#### WHAT THE EXERCISE ASKS
Convert every line of the entries below into a JSON list of strings, with one string per line and blank lines left out.

#### GIVEN DATA
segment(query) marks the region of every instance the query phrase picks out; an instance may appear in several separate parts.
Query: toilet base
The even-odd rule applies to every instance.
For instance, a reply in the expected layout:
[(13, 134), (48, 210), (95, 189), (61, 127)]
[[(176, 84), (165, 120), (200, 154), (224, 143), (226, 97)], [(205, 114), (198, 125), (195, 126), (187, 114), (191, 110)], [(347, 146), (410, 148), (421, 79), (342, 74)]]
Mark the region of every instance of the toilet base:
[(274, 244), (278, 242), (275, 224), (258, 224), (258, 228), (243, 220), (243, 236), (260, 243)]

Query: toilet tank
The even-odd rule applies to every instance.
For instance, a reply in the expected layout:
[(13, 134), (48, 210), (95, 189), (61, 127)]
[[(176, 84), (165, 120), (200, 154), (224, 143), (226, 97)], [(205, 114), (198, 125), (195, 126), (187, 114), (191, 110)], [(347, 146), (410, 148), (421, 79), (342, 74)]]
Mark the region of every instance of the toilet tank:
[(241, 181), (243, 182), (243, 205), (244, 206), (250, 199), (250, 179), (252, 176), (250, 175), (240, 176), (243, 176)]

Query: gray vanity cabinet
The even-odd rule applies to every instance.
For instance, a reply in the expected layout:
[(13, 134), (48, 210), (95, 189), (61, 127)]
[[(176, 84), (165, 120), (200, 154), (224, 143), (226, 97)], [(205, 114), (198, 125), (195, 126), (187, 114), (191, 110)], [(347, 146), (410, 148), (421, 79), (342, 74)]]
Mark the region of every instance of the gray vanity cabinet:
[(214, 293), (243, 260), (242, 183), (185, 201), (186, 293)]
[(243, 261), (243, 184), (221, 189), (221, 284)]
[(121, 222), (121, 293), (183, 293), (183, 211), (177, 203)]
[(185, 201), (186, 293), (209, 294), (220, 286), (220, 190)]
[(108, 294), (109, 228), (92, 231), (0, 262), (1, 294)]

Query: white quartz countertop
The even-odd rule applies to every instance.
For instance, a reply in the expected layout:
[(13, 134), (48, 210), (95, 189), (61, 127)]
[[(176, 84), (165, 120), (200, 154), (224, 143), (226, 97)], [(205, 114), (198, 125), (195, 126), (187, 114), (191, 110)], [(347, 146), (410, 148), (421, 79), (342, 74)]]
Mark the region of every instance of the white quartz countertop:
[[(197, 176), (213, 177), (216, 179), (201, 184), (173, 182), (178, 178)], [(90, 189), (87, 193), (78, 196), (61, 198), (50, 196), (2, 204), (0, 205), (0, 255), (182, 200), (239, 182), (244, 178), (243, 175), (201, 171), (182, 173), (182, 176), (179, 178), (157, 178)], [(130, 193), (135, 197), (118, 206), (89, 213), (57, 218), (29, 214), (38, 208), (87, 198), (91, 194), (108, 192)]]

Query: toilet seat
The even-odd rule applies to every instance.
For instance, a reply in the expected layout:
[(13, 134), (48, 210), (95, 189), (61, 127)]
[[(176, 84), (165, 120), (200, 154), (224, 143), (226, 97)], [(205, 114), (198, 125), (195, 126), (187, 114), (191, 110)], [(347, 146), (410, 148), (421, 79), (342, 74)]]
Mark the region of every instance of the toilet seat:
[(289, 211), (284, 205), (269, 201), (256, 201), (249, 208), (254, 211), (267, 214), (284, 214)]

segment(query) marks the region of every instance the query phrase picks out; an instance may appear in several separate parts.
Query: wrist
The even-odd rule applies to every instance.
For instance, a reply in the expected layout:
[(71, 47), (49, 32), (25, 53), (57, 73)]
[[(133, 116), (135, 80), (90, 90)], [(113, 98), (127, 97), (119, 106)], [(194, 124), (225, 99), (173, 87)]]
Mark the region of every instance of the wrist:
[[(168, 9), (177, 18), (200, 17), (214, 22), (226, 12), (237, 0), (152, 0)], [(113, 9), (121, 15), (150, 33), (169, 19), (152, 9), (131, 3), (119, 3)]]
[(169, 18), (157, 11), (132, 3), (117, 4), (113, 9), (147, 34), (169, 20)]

#### TASK OUTPUT
[
  "segment(query) marks the region of every instance the query phrase picks out; an instance may appear in several separate parts.",
  "Query: toilet base",
  "The even-odd rule applies to every instance.",
  "For instance, a reply in the expected layout:",
  "[(13, 134), (48, 210), (95, 189), (61, 127)]",
  "[[(176, 84), (165, 120), (200, 154), (224, 143), (226, 97)], [(205, 114), (198, 125), (195, 126), (187, 114), (191, 110)], [(347, 146), (410, 148), (421, 79), (342, 74)]]",
  "Mark the region of every instance of the toilet base:",
  "[(274, 244), (278, 242), (275, 224), (258, 224), (258, 228), (243, 220), (243, 236), (260, 243)]",
  "Query: toilet tank",
  "The even-odd rule applies to every instance.",
  "For instance, a reply in the expected layout:",
  "[(13, 134), (48, 210), (95, 189), (61, 127)]",
  "[[(176, 84), (165, 120), (200, 154), (224, 143), (226, 97)], [(205, 114), (198, 125), (195, 126), (187, 114), (191, 110)], [(347, 146), (410, 148), (421, 79), (342, 74)]]",
  "Mark the region of every instance of the toilet tank:",
  "[(241, 181), (243, 182), (243, 205), (244, 206), (250, 199), (250, 179), (252, 176), (250, 175), (240, 176), (243, 176)]",
  "Query: gray vanity cabinet",
  "The even-odd rule applies to every instance.",
  "For instance, a reply in the expected layout:",
  "[(13, 134), (48, 210), (95, 189), (61, 127)]",
  "[[(176, 84), (165, 120), (200, 154), (224, 143), (226, 97)], [(205, 114), (198, 125), (195, 126), (187, 114), (191, 110)], [(347, 146), (410, 148), (421, 79), (342, 74)]]",
  "Mark the region of every instance of the gray vanity cabinet:",
  "[(214, 293), (243, 260), (242, 183), (185, 201), (186, 293)]",
  "[(243, 261), (243, 184), (221, 189), (221, 284)]",
  "[(121, 222), (121, 293), (183, 293), (183, 211), (177, 203)]",
  "[(185, 201), (186, 293), (209, 294), (220, 286), (220, 190)]",
  "[(108, 294), (109, 228), (92, 231), (0, 262), (1, 294)]",
  "Query: white quartz countertop",
  "The even-odd rule applies to every instance.",
  "For instance, a reply in the expected layout:",
  "[(13, 134), (48, 210), (95, 189), (61, 127)]",
  "[[(176, 84), (165, 120), (200, 154), (224, 143), (226, 97)], [(205, 114), (198, 125), (195, 126), (187, 114), (191, 110)], [(347, 146), (410, 148), (421, 79), (342, 74)]]",
  "Mark the region of every instance of the white quartz countertop:",
  "[[(197, 176), (213, 177), (216, 179), (201, 184), (173, 182), (178, 178)], [(90, 189), (87, 193), (78, 196), (61, 198), (50, 196), (2, 204), (0, 205), (0, 255), (182, 200), (239, 182), (244, 178), (243, 175), (201, 171), (182, 173), (182, 176), (179, 178), (157, 178)], [(130, 193), (135, 197), (118, 206), (89, 213), (57, 218), (29, 214), (38, 208), (87, 198), (91, 194), (108, 192)]]",
  "Query: toilet seat",
  "The even-odd rule applies to every instance.",
  "For instance, a reply in the expected layout:",
  "[(13, 134), (48, 210), (95, 189), (61, 127)]",
  "[[(176, 84), (165, 120), (200, 154), (224, 143), (226, 97)], [(205, 114), (198, 125), (195, 126), (187, 114), (191, 110)], [(347, 146), (410, 148), (421, 79), (342, 74)]]",
  "Mark the region of every instance of the toilet seat:",
  "[(289, 211), (284, 205), (269, 201), (256, 201), (249, 208), (254, 211), (267, 214), (284, 214)]",
  "segment(query) marks the region of every instance the query phrase picks out; an instance may appear in several separate parts.",
  "Query: wrist",
  "The even-odd rule applies to every instance.",
  "For instance, a reply in the expected layout:",
  "[(71, 47), (49, 32), (25, 53), (57, 73)]",
  "[[(133, 116), (135, 80), (90, 90)], [(113, 98), (127, 97), (119, 106)], [(194, 124), (225, 99), (173, 87)]]",
  "Mark the region of every instance of the wrist:",
  "[[(168, 9), (177, 18), (200, 17), (214, 22), (226, 12), (237, 0), (152, 0)], [(113, 9), (121, 15), (150, 33), (169, 19), (152, 9), (131, 3), (119, 3)]]",
  "[(169, 18), (157, 11), (132, 3), (117, 4), (113, 9), (147, 34), (169, 20)]"
]